The bailout of Greece, where eurozone ministers have declared a severe debt crisis to be over, is the biggest, but not the only, financial rescue of a European Union country.
Four other members states have received massive international bailouts rescuing their economies.
– Ireland: 85 billion euros –
In 2010 the one-time “Celtic Tiger” became the second eurozone state, after Greece, to obtain aid from the European Union and the International Monetary Fund after a property market crash and banking crisis brought its economy to near collapse.
The crisis arose after house prices quadrupled from 1996 to 2006, and then collapsed by nearly half, with buyers unable to reimburse the banks.
The government could not rescue the banking sector and sought international help, obtaining a bailout of 85 billion euros ($113 billion at the time) that included 67.5 billion euros from the EU and IMF.
In exchange it imposed draconian austerity measures of spending cuts and tax hikes.
By late 2013 Ireland was able to exit the rescue programme; in late 2017 it made an early repayment of its remaining bailout loan to the IMF.
– Portugal: 78 billion euros –
On the verge of defaulting on its mountain of debt after decades of ballooning wages and state spending, Lisbon secured a bailout from the EU and IMF of 78 billion euros ($116 billion at the time) in May 2011.
In exchange it agreed to a programme of reforms that included slashing public spending, imposing tax hikes and pension and unemployment benefit cuts, and slashing more than 78,000 public sector jobs.
It was able to exit the programme in May 2014, having sharply cut its budget deficit from close to 10 percent of GDP in 2010 to 2.0 percent in 2016, below the 3.0 percent ceiling fixed by European budget rules.
The banking sector remains fragile, having been rescued in 2014 and 2015, while gross government debt remains high at around 125 percent of GDP.

- [Provided records]
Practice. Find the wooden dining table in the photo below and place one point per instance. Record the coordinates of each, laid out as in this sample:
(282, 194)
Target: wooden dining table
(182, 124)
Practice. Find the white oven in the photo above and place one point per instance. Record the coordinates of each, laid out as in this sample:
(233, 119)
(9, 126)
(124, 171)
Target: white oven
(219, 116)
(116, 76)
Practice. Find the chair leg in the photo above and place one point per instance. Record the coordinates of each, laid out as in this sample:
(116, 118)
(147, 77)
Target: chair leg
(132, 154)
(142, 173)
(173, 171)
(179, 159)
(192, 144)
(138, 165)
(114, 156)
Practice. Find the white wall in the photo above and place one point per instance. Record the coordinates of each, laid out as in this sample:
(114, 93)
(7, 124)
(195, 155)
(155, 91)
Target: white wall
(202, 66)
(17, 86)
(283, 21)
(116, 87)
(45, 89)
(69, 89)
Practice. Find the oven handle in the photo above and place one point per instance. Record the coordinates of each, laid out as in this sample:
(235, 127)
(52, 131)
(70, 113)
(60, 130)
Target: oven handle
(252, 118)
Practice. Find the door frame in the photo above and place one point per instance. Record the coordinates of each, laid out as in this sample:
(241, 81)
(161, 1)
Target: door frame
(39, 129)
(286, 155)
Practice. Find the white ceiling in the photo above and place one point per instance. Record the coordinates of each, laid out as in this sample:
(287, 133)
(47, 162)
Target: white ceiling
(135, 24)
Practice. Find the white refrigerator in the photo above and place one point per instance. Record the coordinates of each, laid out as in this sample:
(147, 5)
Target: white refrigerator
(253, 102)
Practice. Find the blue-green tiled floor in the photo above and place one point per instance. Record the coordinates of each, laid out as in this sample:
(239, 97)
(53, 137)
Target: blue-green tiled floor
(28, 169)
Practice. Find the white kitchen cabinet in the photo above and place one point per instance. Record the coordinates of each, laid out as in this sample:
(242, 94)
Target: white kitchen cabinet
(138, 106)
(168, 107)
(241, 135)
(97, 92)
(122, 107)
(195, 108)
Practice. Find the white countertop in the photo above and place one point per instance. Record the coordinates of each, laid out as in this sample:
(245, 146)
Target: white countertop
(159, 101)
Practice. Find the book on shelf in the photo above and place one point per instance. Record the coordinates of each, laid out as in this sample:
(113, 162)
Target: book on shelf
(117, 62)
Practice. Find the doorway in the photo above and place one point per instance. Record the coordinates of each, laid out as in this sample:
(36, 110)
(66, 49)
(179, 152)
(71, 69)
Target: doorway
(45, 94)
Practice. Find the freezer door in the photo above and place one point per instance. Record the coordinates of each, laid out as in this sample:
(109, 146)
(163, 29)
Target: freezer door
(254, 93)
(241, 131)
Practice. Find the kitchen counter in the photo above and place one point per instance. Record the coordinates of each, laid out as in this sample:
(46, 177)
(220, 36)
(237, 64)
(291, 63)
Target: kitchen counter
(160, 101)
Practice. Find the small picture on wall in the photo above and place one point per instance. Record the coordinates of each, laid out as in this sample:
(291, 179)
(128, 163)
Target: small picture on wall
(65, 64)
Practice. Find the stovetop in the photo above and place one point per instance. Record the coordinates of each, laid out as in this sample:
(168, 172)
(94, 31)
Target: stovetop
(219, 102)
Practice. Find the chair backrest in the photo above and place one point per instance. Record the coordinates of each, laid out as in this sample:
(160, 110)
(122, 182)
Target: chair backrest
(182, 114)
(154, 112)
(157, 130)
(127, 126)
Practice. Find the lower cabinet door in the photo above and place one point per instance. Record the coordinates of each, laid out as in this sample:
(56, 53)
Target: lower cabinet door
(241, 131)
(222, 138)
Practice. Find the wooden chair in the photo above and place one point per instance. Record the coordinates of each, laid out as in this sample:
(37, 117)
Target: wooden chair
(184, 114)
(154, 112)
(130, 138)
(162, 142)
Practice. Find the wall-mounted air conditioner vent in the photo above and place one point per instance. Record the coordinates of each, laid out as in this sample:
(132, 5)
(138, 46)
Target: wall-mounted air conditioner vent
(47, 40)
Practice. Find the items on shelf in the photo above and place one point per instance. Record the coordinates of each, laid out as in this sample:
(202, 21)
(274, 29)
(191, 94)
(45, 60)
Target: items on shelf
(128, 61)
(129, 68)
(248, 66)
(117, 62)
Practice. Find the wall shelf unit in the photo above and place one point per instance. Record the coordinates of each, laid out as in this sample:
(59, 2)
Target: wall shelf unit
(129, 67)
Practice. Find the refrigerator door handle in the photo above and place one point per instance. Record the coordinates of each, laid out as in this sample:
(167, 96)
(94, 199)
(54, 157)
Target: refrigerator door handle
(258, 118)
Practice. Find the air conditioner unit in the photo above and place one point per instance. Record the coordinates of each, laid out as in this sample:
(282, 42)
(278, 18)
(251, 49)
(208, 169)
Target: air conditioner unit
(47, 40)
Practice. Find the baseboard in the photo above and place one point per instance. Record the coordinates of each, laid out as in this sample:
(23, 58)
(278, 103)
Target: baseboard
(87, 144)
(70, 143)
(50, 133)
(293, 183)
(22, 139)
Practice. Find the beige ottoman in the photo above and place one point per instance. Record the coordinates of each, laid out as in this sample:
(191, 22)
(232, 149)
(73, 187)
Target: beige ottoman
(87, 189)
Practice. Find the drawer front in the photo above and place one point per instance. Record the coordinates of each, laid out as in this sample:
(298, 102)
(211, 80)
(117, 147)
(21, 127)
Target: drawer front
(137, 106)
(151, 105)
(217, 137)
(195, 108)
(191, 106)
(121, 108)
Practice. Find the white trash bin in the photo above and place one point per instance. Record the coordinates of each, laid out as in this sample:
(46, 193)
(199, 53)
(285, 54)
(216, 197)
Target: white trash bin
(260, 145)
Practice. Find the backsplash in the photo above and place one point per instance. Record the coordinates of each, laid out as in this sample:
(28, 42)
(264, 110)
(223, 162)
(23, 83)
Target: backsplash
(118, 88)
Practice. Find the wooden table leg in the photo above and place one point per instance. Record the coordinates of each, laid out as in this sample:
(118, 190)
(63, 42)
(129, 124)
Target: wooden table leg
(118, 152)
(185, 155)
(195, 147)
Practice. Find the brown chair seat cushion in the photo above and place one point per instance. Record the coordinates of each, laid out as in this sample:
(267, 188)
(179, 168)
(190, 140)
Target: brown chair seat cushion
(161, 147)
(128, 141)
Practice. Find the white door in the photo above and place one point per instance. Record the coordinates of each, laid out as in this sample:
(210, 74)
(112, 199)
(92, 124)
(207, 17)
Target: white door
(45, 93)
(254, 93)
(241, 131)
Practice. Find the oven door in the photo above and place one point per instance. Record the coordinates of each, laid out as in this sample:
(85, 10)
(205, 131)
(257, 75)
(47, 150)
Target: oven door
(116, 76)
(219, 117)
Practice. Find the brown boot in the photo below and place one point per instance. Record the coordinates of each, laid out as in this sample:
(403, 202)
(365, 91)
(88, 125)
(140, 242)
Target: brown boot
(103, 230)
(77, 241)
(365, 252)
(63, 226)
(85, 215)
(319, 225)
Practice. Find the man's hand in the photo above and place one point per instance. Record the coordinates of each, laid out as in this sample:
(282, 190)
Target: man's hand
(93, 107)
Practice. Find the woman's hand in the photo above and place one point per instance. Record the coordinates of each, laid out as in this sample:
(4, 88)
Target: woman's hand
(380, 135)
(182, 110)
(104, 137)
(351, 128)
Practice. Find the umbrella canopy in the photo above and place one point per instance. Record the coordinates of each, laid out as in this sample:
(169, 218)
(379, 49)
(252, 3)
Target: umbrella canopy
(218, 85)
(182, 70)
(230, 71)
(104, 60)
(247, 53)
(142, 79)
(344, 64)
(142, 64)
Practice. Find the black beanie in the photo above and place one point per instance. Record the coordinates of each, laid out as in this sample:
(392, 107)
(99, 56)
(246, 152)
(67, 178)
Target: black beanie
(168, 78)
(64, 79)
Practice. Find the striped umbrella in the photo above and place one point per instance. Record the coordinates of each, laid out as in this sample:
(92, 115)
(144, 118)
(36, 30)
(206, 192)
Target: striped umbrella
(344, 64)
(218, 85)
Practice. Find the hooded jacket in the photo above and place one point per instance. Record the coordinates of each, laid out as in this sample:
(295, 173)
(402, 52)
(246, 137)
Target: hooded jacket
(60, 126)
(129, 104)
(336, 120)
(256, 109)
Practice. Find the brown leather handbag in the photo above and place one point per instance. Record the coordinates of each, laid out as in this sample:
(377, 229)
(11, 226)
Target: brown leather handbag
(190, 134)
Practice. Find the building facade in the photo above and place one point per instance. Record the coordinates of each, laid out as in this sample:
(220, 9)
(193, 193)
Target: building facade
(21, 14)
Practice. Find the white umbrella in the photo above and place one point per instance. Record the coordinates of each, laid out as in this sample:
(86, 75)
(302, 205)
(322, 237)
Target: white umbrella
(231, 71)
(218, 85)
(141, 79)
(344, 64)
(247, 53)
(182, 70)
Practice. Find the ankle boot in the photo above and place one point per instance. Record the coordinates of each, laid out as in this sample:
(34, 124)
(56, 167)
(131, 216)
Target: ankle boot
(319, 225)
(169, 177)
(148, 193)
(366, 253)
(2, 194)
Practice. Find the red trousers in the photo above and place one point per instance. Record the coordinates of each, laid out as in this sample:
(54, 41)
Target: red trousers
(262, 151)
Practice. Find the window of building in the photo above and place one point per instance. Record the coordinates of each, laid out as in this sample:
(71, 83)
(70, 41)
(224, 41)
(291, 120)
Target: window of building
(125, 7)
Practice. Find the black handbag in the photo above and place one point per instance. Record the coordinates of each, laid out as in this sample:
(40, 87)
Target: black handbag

- [What you should do] Extend the article on European Union bailouts by writing what comes next after its last sentence. None of the material above has any bearing on this.

- [Written reply]
– Spain: 41 billion for the banks –
In June 2012 Spain looked as if it too would need a rescue because the collapse of its banking system — largely down to a burst property bubble in 2008 — had plunged its economy into a five-year, double-dip recession that destroyed millions of jobs.
Madrid insisted it was able to get by without a full rescue, seeking instead a European Union credit line of 100 billion euros ($129 billion at the time) to help the banks, and in the end using only about 41 billion euros.
In exchange Spain agreed to create a so-called bad bank which took over billions of euros in toxic assets from the restructured lenders at heavily reduced prices.
The rescue programme ended in December 2013 and Spain now has renewed economic growth while pledging to keep the public deficit at around 2.2 percent this year.
– Cyprus: 10 billion euros –
Cyprus’ banks were badly exposed to their failed peers in Greece and in March 2013, to avoid economic collapse, the government secured a 10-billion-euro ($13 billion at the time) bailout from the European Commission, European Central Bank and the IMF.
In return it slashed wages and increased consumer taxes, agreeing to wind down its second-largest bank among other measures.
The island exited the bailout in March 2016 without needing the last tranche of 2.7 billion euros.
Cyprus was able to reboot its economy in under four years, aided by growth in its vital tourism industry, and it is now one of the fastest growing economies in Europe.